▶ **Aufgabe**:
Ersetze in den folgenden Daten jedes "Guideline" durch "Instruction" und gib alle Zeilen sonst unverändert wieder.

▶ **Daten zur Aufgabe**:
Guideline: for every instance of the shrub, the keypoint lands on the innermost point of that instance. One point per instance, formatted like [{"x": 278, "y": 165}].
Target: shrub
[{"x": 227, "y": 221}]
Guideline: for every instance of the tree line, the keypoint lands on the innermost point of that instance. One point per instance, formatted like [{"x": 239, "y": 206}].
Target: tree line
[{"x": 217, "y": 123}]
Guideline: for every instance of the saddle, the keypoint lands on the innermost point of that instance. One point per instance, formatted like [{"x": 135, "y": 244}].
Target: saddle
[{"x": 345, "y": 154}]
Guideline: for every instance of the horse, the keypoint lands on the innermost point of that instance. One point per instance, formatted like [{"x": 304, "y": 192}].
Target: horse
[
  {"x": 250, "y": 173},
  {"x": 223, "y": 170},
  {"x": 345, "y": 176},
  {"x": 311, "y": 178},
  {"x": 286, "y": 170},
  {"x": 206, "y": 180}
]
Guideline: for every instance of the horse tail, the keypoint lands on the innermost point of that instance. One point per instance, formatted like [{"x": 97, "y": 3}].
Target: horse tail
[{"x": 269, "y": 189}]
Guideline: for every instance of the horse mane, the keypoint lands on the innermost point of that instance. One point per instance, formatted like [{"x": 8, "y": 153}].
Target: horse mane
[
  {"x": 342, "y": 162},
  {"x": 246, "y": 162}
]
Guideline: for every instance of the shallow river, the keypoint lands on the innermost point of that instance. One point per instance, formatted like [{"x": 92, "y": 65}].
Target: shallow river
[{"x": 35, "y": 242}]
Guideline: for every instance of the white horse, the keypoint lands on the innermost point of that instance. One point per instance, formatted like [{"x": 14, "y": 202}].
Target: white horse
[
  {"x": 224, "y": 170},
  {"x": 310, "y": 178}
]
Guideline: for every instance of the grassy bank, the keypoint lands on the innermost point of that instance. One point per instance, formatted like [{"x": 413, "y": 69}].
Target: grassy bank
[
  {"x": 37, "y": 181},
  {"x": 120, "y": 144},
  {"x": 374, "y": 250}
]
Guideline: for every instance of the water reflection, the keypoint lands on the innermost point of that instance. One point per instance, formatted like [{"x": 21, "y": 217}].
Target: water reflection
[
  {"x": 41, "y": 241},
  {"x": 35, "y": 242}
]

▶ **Lösung**:
Instruction: for every instance of the shrub, the keypoint lands on the innermost point of that instance. One point per instance, formatted like [{"x": 278, "y": 165}].
Target: shrub
[{"x": 227, "y": 221}]
Instruction: for every instance of the tree line, the keypoint lands on the innermost point of that instance. One point per instance, formatted like [{"x": 239, "y": 206}].
Target: tree line
[{"x": 217, "y": 123}]
Instruction: for every instance of the saddle, the keypoint lands on the innermost point of that instance. One point per instance, formatted like [{"x": 135, "y": 244}].
Target: saddle
[{"x": 345, "y": 154}]
Instruction: for every instance of the horse, the keypoint lands on the innermost point of that instance. One point per instance, formatted like [{"x": 304, "y": 192}].
Target: horse
[
  {"x": 250, "y": 173},
  {"x": 223, "y": 170},
  {"x": 345, "y": 176},
  {"x": 311, "y": 178},
  {"x": 286, "y": 170},
  {"x": 206, "y": 180}
]
Instruction: for every instance of the horse tail, the keypoint lands on the innermost point of that instance. One point per instance, formatted like [{"x": 97, "y": 3}].
Target: horse tail
[{"x": 269, "y": 189}]
Instruction: for every instance of the horse mane, the keypoint lands on the innermost point of that instance. One point per instance, formatted like [{"x": 8, "y": 153}].
Target: horse mane
[
  {"x": 342, "y": 162},
  {"x": 246, "y": 162}
]
Instruction: for every instance of the shallow river, the keypoint lands on the innermost point of that instance. One point per instance, formatted like [{"x": 92, "y": 65}].
Target: shallow river
[{"x": 35, "y": 242}]
Instruction: for every instance of the white horse, the keypoint lands on the innermost point of that instance. One point per instance, formatted like [{"x": 14, "y": 202}].
Target: white horse
[
  {"x": 224, "y": 170},
  {"x": 310, "y": 178}
]
Instruction: for every instance of the grassy bank, the keypoint lands on the innermost point of that instance. One point per instance, formatted like [{"x": 413, "y": 69}].
Target: grassy bank
[
  {"x": 37, "y": 181},
  {"x": 120, "y": 144},
  {"x": 374, "y": 250}
]
Instruction: for every instance of the water reflection, the keypoint lands on the innermost point of that instance. One point per instance, formatted like [{"x": 21, "y": 217}].
Target: water reflection
[
  {"x": 41, "y": 241},
  {"x": 35, "y": 242}
]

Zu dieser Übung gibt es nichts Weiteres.